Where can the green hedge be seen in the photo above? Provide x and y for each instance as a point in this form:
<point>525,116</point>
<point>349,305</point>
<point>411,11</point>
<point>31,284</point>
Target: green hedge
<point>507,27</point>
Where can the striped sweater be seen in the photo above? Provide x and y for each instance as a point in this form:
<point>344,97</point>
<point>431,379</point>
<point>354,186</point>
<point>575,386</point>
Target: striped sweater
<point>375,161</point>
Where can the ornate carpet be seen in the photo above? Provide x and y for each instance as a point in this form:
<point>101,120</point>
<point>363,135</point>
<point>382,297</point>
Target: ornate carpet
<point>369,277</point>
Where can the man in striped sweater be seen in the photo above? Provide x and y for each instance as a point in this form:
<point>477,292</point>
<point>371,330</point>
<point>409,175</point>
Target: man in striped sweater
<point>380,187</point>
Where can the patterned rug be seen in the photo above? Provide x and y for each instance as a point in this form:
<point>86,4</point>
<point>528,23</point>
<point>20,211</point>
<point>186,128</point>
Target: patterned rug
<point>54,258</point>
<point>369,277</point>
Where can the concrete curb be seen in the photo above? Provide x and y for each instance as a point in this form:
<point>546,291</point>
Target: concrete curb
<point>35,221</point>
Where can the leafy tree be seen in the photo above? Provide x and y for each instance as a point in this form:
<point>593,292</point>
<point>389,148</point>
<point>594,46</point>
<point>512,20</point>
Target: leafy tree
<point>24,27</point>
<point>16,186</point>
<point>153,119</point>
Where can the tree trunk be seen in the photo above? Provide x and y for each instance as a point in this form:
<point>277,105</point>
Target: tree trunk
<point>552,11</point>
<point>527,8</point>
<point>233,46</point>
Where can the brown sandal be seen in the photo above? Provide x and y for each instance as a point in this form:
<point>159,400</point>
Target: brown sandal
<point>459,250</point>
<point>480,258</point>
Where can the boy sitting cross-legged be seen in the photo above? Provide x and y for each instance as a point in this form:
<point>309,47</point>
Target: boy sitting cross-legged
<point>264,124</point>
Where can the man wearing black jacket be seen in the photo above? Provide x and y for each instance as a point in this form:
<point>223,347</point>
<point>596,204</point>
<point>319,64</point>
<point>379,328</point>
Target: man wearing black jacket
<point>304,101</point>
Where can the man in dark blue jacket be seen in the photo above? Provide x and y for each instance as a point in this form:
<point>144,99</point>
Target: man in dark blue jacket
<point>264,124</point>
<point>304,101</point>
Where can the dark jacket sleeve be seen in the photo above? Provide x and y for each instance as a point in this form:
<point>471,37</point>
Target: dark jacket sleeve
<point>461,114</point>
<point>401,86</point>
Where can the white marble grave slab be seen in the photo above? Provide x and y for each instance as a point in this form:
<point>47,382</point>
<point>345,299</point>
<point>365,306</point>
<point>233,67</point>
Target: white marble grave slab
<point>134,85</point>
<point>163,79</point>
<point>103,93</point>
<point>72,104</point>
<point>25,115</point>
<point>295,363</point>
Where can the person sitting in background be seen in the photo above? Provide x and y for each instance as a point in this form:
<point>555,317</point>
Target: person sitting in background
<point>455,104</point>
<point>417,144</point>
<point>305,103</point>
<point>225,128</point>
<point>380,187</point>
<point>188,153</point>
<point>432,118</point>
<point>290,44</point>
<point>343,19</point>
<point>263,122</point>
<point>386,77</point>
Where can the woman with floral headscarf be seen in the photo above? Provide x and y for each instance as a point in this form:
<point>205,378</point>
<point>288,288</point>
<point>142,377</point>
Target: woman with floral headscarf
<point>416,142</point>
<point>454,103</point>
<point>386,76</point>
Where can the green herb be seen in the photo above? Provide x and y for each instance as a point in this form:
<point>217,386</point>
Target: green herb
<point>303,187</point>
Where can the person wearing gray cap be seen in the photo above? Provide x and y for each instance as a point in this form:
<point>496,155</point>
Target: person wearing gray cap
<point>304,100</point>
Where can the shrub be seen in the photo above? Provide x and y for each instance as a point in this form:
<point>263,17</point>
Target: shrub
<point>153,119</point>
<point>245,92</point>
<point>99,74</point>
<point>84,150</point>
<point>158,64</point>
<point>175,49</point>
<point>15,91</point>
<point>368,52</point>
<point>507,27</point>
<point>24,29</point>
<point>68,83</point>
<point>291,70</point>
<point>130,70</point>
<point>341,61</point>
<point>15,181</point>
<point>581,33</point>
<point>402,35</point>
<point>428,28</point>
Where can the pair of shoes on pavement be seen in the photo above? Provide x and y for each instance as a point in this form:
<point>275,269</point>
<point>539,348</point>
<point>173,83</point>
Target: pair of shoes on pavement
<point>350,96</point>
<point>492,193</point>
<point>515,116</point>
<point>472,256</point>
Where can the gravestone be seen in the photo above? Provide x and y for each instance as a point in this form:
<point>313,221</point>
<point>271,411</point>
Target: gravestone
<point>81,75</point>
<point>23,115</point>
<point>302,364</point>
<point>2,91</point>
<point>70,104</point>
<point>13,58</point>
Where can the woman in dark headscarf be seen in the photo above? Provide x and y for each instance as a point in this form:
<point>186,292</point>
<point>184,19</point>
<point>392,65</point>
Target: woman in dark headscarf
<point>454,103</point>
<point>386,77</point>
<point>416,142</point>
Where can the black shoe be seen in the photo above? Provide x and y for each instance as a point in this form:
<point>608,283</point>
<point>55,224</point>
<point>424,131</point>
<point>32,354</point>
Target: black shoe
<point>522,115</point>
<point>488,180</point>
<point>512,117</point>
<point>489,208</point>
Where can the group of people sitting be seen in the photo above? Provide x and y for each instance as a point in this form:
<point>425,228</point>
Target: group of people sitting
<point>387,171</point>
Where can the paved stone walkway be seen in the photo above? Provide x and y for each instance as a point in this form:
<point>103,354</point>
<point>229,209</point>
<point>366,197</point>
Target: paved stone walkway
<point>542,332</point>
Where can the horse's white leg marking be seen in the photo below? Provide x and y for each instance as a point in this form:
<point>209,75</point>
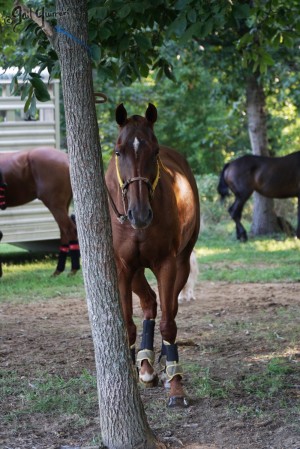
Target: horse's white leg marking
<point>187,293</point>
<point>136,144</point>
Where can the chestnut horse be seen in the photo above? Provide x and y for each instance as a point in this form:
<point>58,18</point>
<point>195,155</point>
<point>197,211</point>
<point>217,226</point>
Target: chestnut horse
<point>2,205</point>
<point>155,216</point>
<point>42,173</point>
<point>273,177</point>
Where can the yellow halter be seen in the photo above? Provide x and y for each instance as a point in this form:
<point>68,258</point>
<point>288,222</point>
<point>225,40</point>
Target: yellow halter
<point>124,185</point>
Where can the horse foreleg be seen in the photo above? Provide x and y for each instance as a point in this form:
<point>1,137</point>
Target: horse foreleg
<point>1,235</point>
<point>62,257</point>
<point>146,356</point>
<point>235,212</point>
<point>168,300</point>
<point>126,300</point>
<point>298,224</point>
<point>75,256</point>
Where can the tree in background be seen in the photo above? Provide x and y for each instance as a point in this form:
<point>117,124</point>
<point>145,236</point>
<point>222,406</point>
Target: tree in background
<point>122,418</point>
<point>252,43</point>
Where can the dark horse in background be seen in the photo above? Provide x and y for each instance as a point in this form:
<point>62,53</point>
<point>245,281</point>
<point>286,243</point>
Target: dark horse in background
<point>2,205</point>
<point>273,177</point>
<point>155,215</point>
<point>43,173</point>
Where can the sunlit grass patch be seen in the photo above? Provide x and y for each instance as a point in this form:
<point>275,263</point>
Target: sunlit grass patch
<point>272,381</point>
<point>203,385</point>
<point>50,394</point>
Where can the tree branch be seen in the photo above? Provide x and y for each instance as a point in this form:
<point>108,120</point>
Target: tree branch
<point>40,21</point>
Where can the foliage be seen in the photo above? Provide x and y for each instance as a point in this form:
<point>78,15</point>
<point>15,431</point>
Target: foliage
<point>205,48</point>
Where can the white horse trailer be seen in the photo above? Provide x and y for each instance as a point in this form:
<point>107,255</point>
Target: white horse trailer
<point>31,226</point>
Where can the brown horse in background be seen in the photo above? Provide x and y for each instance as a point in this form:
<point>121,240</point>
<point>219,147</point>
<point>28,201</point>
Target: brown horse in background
<point>157,228</point>
<point>273,177</point>
<point>43,173</point>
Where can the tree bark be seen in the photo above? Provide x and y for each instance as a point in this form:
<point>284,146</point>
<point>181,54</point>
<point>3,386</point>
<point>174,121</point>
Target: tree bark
<point>264,220</point>
<point>122,419</point>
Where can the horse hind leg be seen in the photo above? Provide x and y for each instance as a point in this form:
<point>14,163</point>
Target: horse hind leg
<point>146,356</point>
<point>69,243</point>
<point>235,212</point>
<point>74,250</point>
<point>172,373</point>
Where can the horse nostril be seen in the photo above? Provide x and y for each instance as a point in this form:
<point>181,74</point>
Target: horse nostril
<point>130,215</point>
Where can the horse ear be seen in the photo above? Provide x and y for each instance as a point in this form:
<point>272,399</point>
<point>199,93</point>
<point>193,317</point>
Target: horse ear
<point>121,115</point>
<point>151,113</point>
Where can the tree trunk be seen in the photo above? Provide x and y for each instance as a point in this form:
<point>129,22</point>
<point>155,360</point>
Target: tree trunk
<point>122,419</point>
<point>264,220</point>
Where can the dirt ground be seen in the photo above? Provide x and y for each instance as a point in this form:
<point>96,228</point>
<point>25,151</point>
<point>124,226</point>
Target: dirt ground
<point>232,330</point>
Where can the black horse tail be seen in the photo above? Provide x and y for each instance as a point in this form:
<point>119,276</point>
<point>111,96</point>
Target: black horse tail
<point>223,189</point>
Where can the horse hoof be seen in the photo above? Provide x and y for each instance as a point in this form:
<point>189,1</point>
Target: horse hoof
<point>178,401</point>
<point>149,384</point>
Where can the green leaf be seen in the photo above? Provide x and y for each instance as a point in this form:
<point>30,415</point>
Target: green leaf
<point>124,11</point>
<point>28,101</point>
<point>192,15</point>
<point>142,42</point>
<point>34,75</point>
<point>14,85</point>
<point>104,33</point>
<point>181,4</point>
<point>124,44</point>
<point>178,26</point>
<point>194,30</point>
<point>95,52</point>
<point>144,70</point>
<point>241,11</point>
<point>25,90</point>
<point>32,109</point>
<point>40,89</point>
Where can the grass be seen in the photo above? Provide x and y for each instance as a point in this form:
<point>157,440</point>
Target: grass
<point>50,395</point>
<point>220,257</point>
<point>203,385</point>
<point>271,382</point>
<point>27,277</point>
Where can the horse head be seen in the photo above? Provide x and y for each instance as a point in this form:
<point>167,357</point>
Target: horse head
<point>137,167</point>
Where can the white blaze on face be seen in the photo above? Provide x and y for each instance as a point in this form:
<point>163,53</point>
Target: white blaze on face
<point>136,144</point>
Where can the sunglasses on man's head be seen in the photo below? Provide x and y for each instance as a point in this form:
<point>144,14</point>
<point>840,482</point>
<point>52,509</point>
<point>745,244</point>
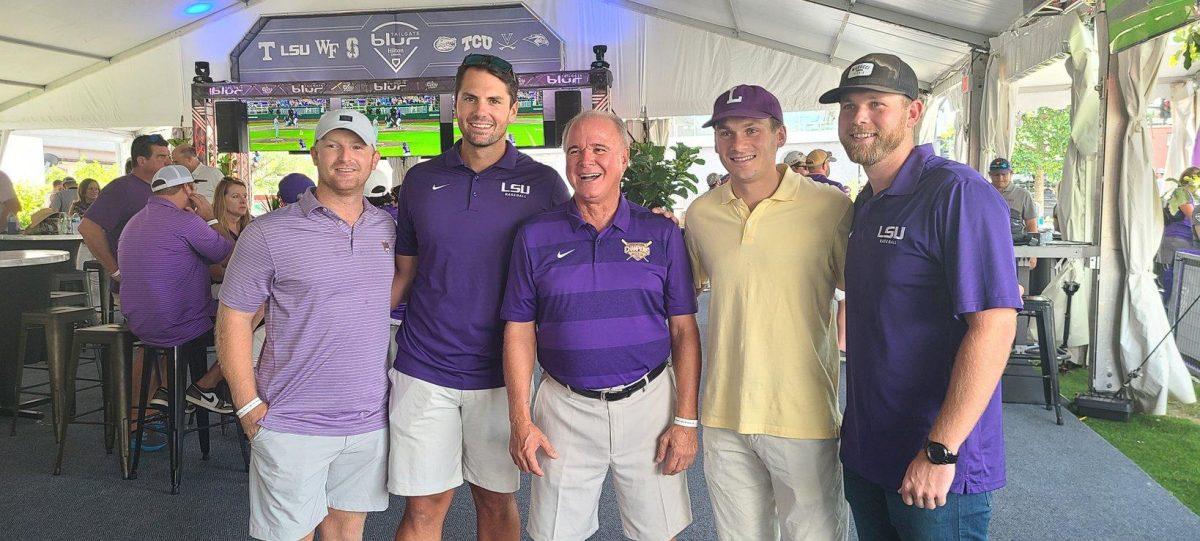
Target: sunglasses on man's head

= = = = =

• 任务指令:
将上列条目中从含有“Where can the horse ear”的一行起、至含有“<point>232,330</point>”的一行止（首尾两行均包括在内）的各行改写为编号列表，略去空行，其余各行不予列入。

• 完整答复:
1. Where can the horse ear be seen in the photo above? Provide x and y for each instance as a point in this form:
2. <point>272,399</point>
3. <point>199,93</point>
4. <point>193,317</point>
5. Target: horse ear
6. <point>121,115</point>
7. <point>151,113</point>
8. Where can the tree trunk be seen in the photo above? Provide x and y for each instance as a point in this form:
9. <point>129,22</point>
10. <point>155,360</point>
11. Target: tree trunk
12. <point>122,419</point>
13. <point>264,220</point>
14. Where can the dirt ground be seen in the photo above? Provide x and y for each instance as a point in this form:
15. <point>96,228</point>
16. <point>25,151</point>
17. <point>124,226</point>
18. Target: dirt ground
19. <point>232,330</point>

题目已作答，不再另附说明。